As we all know, change is afoot. Last year’s Long Term Plan set out some pretty demanding targets, including the headline 30% reduction in face-to-face hospital appointments. Now, to help with this, NHSE has published its “Operational Planning and Contracting Guidance 2020/21”, setting out where its efforts will be focused.
We’ve summarised some key elements of the plan, but there’s some revolutionary change on the cards to start off with:
Change to the outpatient tariff system means non f2f is incentivised
A familiar refrain we’ve heard over the years is that hospitals are not incentivised to reduce patient visits as they are paid much larger tariffs for outpatient appointments compared to non f2f interactions. In short, why why would you opt for a £30 payment for advice that might keep the patient out of hospital when you can collect a much larger tariff for an outpatient appointment? That’s about to change, though.
The operational plan announces that the payment system is to be reformed so that providers do not lose income as a consequence of reducing face-to face contacts. Commissioners and providers are expected to agree “blended payments” that include Advice and Guidance and uptake of non—face to face consultations.
This means that, finally, the balance is going to change – for Trusts it is going to be far more lucrative to keep patients out of hospital using advice & guidance and to deliver consultations remotely if they get paid the same as they would for an in-person appointment. And that’s a good thing. It’s likely to prompt the same wholesale change that we’ve seen with Internet shopping – a huge shift to online and remote models of service delivery with a much smaller reliance on bricks and mortar.

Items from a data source
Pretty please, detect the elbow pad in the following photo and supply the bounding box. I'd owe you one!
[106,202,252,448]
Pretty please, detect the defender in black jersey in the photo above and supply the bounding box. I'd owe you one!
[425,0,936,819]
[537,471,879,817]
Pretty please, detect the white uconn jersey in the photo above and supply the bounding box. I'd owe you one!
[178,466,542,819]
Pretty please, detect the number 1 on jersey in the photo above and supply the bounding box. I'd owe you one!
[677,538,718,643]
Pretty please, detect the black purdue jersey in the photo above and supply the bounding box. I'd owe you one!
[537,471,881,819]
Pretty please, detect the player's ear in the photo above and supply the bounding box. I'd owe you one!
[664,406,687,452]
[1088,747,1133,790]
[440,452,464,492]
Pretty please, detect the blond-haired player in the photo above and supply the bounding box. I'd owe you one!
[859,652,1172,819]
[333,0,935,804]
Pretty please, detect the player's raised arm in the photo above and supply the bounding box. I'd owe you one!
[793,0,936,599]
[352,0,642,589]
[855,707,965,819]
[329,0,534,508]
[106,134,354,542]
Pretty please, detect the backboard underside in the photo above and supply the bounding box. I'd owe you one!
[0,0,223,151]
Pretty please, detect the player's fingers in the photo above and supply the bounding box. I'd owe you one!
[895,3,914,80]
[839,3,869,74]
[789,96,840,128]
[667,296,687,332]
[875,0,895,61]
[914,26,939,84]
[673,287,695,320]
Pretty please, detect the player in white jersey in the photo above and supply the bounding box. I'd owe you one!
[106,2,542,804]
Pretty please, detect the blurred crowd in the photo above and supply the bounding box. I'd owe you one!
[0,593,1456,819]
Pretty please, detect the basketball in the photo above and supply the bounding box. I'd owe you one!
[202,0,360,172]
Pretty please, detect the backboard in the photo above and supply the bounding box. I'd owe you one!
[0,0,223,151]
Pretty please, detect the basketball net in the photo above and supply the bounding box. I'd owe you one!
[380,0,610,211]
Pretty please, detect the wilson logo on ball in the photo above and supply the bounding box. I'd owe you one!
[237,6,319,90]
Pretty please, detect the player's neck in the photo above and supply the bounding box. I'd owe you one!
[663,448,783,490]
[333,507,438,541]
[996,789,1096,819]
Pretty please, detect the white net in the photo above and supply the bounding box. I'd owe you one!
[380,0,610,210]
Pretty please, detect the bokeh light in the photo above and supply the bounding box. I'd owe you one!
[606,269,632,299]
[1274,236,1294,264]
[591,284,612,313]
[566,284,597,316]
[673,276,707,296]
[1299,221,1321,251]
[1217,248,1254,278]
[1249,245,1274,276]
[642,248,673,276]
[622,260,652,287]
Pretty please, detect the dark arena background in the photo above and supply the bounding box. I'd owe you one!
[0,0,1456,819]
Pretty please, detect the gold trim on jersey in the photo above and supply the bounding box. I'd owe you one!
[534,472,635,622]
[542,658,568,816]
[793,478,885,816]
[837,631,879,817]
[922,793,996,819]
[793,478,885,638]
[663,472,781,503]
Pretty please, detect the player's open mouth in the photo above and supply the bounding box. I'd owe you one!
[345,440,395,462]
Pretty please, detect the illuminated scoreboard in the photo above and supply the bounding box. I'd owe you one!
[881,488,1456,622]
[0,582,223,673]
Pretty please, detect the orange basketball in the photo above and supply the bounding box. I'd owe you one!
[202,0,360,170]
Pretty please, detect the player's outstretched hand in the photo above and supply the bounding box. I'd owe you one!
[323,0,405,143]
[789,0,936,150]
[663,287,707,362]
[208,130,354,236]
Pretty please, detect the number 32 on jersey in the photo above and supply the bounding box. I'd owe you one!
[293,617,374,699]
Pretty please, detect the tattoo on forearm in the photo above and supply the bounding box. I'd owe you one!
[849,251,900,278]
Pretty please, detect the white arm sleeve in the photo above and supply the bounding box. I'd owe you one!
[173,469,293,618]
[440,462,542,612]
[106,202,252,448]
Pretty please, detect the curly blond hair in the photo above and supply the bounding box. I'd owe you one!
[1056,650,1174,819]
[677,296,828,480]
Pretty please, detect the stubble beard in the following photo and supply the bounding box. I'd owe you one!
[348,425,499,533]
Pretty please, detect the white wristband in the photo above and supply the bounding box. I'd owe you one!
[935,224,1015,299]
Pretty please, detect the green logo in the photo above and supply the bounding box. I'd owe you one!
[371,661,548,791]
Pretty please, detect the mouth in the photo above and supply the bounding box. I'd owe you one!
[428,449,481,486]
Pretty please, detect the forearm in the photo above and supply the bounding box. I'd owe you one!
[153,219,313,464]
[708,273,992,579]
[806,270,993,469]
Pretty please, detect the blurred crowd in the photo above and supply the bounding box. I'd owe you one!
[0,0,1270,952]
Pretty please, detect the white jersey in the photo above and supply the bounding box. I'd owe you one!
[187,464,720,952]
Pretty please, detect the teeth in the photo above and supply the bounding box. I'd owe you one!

Exercise instructions =
What headline target from last year's Long Term Plan does the NHS outpatient payment text mention?

Exercise response =
A 30% reduction in face-to-face hospital appointments.